In each of the following entries, substitute "greatly valued" for "most appreciated" and leave everything else unchanged.
◇ ◇ ◇ ◇
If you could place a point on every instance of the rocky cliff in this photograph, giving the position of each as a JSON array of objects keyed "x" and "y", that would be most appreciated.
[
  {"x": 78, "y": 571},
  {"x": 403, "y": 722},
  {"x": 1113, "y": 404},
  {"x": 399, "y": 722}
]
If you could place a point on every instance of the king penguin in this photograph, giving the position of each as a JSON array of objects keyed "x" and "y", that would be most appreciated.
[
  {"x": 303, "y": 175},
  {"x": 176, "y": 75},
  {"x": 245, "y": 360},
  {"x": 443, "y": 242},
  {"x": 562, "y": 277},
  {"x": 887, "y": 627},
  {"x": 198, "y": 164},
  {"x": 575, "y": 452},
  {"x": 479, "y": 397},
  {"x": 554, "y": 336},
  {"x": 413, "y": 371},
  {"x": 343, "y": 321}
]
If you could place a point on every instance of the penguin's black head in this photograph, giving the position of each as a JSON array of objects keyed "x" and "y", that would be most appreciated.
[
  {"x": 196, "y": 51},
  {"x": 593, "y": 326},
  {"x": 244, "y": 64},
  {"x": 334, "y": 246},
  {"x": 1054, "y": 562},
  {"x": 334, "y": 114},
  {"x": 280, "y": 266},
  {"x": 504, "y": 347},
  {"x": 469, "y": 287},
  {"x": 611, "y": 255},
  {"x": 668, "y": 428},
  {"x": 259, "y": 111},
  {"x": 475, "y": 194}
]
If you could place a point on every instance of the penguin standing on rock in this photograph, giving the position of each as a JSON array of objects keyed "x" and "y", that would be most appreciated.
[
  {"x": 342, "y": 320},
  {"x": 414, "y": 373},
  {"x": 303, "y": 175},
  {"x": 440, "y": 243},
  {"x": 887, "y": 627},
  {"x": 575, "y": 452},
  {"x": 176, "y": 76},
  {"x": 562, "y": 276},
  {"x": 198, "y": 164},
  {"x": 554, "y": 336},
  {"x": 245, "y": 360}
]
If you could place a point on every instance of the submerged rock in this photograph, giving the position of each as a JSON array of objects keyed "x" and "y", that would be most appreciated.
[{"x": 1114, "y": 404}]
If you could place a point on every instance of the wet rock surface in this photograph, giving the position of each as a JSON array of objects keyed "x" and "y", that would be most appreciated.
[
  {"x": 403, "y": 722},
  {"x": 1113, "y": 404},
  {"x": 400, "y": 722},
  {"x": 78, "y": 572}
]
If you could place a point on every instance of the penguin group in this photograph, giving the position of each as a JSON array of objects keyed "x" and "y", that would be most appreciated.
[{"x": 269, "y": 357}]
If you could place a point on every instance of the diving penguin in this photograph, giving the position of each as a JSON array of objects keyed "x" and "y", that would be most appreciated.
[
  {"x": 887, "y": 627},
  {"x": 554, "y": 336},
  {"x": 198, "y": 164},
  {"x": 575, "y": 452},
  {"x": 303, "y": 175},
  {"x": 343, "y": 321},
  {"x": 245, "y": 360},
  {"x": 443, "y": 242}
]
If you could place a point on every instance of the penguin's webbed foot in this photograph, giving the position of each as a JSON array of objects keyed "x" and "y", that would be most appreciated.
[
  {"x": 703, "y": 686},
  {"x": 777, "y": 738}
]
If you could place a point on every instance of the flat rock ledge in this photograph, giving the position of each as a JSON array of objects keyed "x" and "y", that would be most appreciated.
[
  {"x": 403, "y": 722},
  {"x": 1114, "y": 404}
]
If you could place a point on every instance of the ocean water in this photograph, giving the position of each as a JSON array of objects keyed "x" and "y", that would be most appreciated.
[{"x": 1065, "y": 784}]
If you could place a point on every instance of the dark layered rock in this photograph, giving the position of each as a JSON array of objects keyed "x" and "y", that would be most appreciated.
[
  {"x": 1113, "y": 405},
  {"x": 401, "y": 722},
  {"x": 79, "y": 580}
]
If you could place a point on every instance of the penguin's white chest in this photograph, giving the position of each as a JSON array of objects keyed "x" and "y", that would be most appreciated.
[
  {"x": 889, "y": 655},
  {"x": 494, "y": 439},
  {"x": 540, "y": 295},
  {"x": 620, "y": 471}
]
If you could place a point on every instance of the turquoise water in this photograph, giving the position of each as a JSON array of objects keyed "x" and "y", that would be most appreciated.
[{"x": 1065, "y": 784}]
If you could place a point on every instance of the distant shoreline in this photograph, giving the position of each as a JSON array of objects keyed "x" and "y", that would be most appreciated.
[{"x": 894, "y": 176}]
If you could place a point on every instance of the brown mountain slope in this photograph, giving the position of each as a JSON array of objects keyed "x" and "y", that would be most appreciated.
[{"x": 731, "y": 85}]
◇ ◇ ◇ ◇
* Result *
If you could place a point on every instance of the rocky cliff in this photograph, giving the position of each as a JSON array of objects keyed "x" and "y", that would be greatly valued.
[
  {"x": 78, "y": 571},
  {"x": 403, "y": 722},
  {"x": 1113, "y": 404},
  {"x": 399, "y": 722}
]
If you could place a point on every instance of the king penguin in this photograph, giving the position of each as a JSON array of objects keyed "x" and "y", that would be greatly valued.
[
  {"x": 303, "y": 175},
  {"x": 176, "y": 75},
  {"x": 245, "y": 360},
  {"x": 443, "y": 242},
  {"x": 562, "y": 277},
  {"x": 887, "y": 627},
  {"x": 198, "y": 164},
  {"x": 575, "y": 452},
  {"x": 479, "y": 397},
  {"x": 554, "y": 336},
  {"x": 413, "y": 371},
  {"x": 343, "y": 321}
]
If you could place a point on every instance of the penguin's black head in this photograph, giving the position of each as a JSON array of objects keyed "x" and "y", that would be greatly valued.
[
  {"x": 196, "y": 51},
  {"x": 593, "y": 326},
  {"x": 244, "y": 64},
  {"x": 334, "y": 246},
  {"x": 1054, "y": 562},
  {"x": 334, "y": 114},
  {"x": 280, "y": 266},
  {"x": 504, "y": 347},
  {"x": 469, "y": 287},
  {"x": 611, "y": 255},
  {"x": 668, "y": 428},
  {"x": 259, "y": 111},
  {"x": 475, "y": 194}
]
If you could place a point on every instance of the penguin standing on rock in this photograph, giving the position of each as a JSON array of objects keyed "x" and "y", that would be greatly valued.
[
  {"x": 342, "y": 320},
  {"x": 414, "y": 373},
  {"x": 303, "y": 175},
  {"x": 440, "y": 243},
  {"x": 887, "y": 627},
  {"x": 575, "y": 452},
  {"x": 176, "y": 76},
  {"x": 562, "y": 276},
  {"x": 198, "y": 164},
  {"x": 554, "y": 336},
  {"x": 245, "y": 360}
]
If you could place a point on every instance of the submerged rock in this photograph, giving the position of each as a JSON array of objects keyed "x" and "y", that would be greatly valued.
[{"x": 1114, "y": 404}]
If you could place a point on every instance of the wet rock surface in this photograph, giving the position of each as a JSON array of objects keyed "x" and "y", that would be greatly valued.
[
  {"x": 403, "y": 722},
  {"x": 1113, "y": 404},
  {"x": 400, "y": 722},
  {"x": 78, "y": 572}
]
If you could place a point on every instance of the penguin group in this photograph, giving the position of each as a JSON array of objects keyed "x" and "y", that would be greatly valued.
[{"x": 269, "y": 357}]
If you could place a point on every instance of the diving penguin in this photograph, giving the position of each as a JSON array of objects keyed "x" and "y", that would be greatly valued.
[
  {"x": 887, "y": 627},
  {"x": 554, "y": 336},
  {"x": 198, "y": 164},
  {"x": 575, "y": 452},
  {"x": 303, "y": 175},
  {"x": 343, "y": 321},
  {"x": 245, "y": 360},
  {"x": 443, "y": 242}
]
If you could place a point on every instance of the penguin's webbed foot in this photograph, giving the position of each as a JSON array of objects keyed "x" and "y", that would be greatly valued.
[
  {"x": 703, "y": 686},
  {"x": 777, "y": 738}
]
If you could place a point on every instance of the flat rock ledge in this photograph, giving the position of each as a JSON array of objects keyed "x" and "y", that would be greatly valued.
[
  {"x": 403, "y": 722},
  {"x": 1114, "y": 404}
]
If you could place a point on every instance of the ocean water in this photograph, giving the position of each as a JSON array of objects keyed "x" and "y", that would be greatly valued.
[{"x": 1065, "y": 784}]
If you could place a point on every instance of the dark layered rock in this photograph, giving the position of each as a JSON array of objects keyed "x" and "y", that would be greatly valued.
[
  {"x": 1113, "y": 405},
  {"x": 401, "y": 722},
  {"x": 79, "y": 580}
]
If you could place a point on every instance of the penguin's white chest in this photograph, giving the position of each as a JSON array of objects keyed "x" and "y", that would be greatly valued.
[
  {"x": 889, "y": 655},
  {"x": 494, "y": 439},
  {"x": 540, "y": 295},
  {"x": 620, "y": 471}
]
If you could place a point on every instance of the turquoise water in this photograph, giving the position of each as a JSON array of objects keyed "x" and "y", that would be greatly valued.
[{"x": 1065, "y": 784}]
If you could place a point on every instance of the distant shoreline in this photograph, giving the position of each as a JSON array of objects keyed "x" and "y", that would be greatly valued.
[{"x": 894, "y": 176}]
If you could place a point on every instance of the brown mountain slope in this photograph, giving the position of each as a JSON array of objects keyed "x" and "y", that would be greatly valued.
[{"x": 731, "y": 85}]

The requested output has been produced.